**Work instructions:**
Copy out each line in the data that contains the string "head".

##########

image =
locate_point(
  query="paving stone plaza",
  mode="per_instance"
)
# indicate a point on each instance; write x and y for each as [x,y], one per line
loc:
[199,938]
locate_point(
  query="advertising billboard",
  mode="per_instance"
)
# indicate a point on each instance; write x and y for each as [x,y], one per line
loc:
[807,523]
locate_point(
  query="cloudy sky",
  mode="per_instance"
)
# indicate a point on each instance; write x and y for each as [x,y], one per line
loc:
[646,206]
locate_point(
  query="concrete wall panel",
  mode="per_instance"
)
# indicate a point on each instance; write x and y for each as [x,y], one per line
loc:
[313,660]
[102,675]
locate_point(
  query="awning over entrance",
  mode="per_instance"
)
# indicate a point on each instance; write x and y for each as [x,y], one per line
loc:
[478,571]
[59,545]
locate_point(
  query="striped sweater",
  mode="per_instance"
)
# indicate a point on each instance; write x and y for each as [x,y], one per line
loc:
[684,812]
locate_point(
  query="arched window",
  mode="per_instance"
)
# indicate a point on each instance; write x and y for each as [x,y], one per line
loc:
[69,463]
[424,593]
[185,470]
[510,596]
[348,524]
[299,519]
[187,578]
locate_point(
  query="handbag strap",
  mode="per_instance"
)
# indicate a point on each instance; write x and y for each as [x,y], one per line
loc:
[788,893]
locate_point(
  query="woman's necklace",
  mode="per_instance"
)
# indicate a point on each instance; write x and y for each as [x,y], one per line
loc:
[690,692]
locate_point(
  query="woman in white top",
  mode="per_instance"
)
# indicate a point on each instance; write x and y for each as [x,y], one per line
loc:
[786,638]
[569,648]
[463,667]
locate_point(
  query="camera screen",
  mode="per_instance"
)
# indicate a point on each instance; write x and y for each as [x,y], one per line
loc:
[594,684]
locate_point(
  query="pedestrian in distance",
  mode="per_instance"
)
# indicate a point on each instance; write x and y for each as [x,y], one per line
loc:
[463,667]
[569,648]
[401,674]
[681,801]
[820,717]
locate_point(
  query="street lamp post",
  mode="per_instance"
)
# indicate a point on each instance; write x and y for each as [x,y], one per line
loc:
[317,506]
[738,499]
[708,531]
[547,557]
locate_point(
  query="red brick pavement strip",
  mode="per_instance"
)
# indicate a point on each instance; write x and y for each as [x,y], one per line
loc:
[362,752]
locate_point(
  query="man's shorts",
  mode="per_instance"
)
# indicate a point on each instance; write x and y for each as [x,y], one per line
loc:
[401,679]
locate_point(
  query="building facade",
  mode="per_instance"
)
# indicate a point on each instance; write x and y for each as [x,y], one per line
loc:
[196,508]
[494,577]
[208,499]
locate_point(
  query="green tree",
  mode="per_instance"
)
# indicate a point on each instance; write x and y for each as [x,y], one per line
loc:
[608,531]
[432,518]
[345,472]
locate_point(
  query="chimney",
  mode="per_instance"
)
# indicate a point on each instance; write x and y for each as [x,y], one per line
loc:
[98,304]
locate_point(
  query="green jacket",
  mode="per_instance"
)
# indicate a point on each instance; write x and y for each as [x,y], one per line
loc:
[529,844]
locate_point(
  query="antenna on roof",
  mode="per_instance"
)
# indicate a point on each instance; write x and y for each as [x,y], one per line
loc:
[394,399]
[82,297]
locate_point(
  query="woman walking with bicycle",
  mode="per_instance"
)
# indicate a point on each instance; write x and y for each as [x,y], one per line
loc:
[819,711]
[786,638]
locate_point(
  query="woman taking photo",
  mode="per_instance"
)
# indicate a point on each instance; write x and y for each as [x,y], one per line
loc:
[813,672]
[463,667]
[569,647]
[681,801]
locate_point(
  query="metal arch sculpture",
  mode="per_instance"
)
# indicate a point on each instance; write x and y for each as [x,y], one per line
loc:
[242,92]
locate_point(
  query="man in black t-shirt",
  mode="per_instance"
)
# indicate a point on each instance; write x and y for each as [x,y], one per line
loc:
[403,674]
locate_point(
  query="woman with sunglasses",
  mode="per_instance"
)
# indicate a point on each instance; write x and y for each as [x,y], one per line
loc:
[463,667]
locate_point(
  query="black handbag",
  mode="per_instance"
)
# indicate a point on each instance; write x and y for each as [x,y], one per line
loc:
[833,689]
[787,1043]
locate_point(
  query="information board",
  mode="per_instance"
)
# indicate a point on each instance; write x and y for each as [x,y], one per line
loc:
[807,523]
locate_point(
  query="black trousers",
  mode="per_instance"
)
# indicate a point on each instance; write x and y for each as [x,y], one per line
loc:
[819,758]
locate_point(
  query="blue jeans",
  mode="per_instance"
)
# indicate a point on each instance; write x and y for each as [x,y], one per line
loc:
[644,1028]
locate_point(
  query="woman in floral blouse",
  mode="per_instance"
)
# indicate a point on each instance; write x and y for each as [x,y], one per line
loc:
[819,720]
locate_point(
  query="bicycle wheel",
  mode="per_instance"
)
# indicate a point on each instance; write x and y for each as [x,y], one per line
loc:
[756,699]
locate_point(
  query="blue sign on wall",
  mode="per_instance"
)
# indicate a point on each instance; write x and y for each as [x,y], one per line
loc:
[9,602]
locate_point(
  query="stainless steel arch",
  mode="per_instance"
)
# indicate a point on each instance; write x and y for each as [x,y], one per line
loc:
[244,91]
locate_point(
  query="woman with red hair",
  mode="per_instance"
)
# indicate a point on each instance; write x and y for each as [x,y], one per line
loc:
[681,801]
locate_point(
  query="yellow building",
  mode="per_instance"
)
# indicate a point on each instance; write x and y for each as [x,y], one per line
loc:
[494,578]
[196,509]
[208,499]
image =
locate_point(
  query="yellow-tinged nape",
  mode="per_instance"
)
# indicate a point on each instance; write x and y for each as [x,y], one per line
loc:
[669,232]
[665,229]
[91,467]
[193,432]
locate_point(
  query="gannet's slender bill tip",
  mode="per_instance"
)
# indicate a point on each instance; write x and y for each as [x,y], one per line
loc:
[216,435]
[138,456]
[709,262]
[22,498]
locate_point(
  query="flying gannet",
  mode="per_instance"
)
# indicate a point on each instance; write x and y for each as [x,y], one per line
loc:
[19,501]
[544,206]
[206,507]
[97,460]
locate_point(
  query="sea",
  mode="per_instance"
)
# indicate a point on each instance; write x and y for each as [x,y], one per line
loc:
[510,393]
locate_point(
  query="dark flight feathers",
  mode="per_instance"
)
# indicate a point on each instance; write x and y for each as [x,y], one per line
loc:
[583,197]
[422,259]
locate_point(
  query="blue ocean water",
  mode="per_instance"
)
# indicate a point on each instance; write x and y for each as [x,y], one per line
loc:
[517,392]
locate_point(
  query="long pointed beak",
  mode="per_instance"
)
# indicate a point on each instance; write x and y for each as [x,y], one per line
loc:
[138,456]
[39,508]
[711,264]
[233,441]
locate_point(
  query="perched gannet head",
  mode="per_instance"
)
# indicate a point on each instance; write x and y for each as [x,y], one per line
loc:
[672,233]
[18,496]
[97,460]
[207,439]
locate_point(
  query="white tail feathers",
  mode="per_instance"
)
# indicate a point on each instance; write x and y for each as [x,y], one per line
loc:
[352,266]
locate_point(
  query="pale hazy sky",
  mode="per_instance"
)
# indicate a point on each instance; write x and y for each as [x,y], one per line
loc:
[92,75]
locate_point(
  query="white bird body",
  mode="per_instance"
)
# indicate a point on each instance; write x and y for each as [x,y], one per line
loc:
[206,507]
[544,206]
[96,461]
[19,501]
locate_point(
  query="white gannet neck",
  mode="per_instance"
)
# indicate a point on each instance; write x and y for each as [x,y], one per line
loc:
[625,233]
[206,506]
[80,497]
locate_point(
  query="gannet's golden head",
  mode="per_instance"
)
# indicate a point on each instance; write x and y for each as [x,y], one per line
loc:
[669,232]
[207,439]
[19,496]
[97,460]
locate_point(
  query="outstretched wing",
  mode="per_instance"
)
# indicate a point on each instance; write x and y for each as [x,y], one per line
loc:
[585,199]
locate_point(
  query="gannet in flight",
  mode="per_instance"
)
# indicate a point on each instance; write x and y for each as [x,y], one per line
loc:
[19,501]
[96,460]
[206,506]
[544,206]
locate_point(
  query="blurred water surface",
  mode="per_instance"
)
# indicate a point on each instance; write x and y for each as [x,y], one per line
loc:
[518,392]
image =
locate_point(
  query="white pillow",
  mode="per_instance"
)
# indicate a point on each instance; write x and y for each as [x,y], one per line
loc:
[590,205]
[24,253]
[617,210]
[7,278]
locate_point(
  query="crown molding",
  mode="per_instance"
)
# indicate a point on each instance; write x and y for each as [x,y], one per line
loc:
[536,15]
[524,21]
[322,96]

##########

**Solution for this problem:**
  query="perched gannet head",
  query="gannet's golden head",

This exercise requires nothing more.